◆ **What you have to do**
From the items below, copy each line that contains the string "hand".

◆ **Task data**
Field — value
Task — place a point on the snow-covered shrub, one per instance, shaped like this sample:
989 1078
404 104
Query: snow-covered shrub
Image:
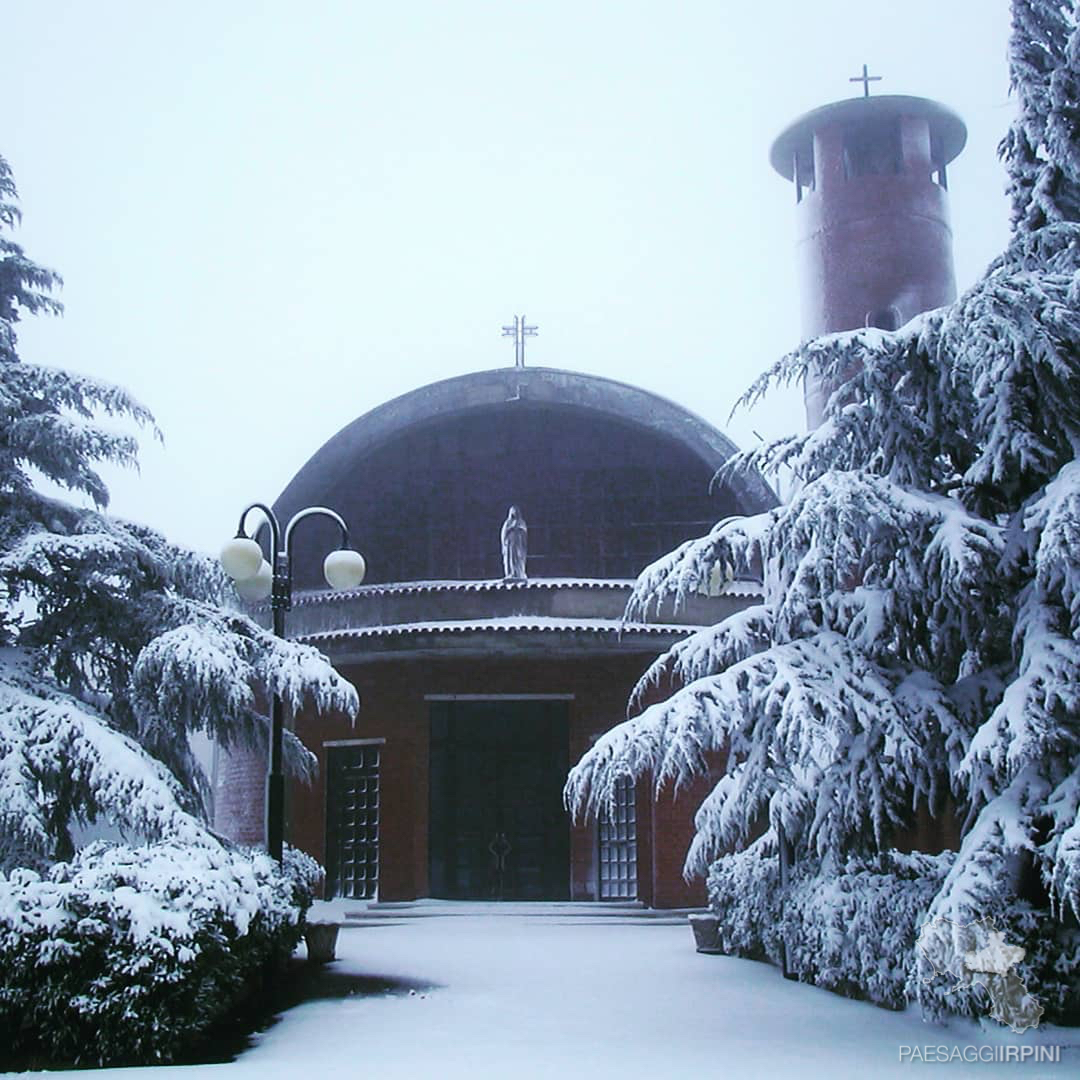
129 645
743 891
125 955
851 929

...

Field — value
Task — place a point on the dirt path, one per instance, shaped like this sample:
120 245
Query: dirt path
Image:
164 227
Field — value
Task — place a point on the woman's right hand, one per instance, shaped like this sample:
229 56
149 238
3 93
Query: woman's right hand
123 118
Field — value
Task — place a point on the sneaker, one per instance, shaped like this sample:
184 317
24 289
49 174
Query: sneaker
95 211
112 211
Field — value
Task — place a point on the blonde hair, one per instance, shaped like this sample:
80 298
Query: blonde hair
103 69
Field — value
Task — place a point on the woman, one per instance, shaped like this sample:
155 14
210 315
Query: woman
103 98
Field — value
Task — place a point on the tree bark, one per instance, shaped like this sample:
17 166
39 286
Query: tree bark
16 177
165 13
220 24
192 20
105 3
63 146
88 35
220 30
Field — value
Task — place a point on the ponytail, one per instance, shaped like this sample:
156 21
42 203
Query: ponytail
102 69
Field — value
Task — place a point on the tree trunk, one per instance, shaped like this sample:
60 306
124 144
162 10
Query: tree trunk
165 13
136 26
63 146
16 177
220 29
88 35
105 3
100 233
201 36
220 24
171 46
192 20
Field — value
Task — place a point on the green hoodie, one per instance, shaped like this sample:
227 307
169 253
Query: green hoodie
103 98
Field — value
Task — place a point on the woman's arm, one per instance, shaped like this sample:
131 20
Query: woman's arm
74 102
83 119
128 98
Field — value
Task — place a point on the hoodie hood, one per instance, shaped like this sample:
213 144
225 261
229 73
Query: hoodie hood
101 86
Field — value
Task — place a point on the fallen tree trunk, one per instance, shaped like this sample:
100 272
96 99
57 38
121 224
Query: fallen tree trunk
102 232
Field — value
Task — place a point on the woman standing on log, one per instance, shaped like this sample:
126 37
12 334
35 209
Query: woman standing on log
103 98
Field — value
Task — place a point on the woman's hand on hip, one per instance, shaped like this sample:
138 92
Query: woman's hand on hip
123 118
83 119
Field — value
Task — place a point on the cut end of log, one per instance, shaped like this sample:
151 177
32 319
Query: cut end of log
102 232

◆ **Written reply**
Task — place a point on the woman's right hand, one per instance, shaped like this sample:
Query: woman's right hand
Task — place a point on the woman's hand on hip, one per instance, shaped like this sample:
Query: woman's hand on hip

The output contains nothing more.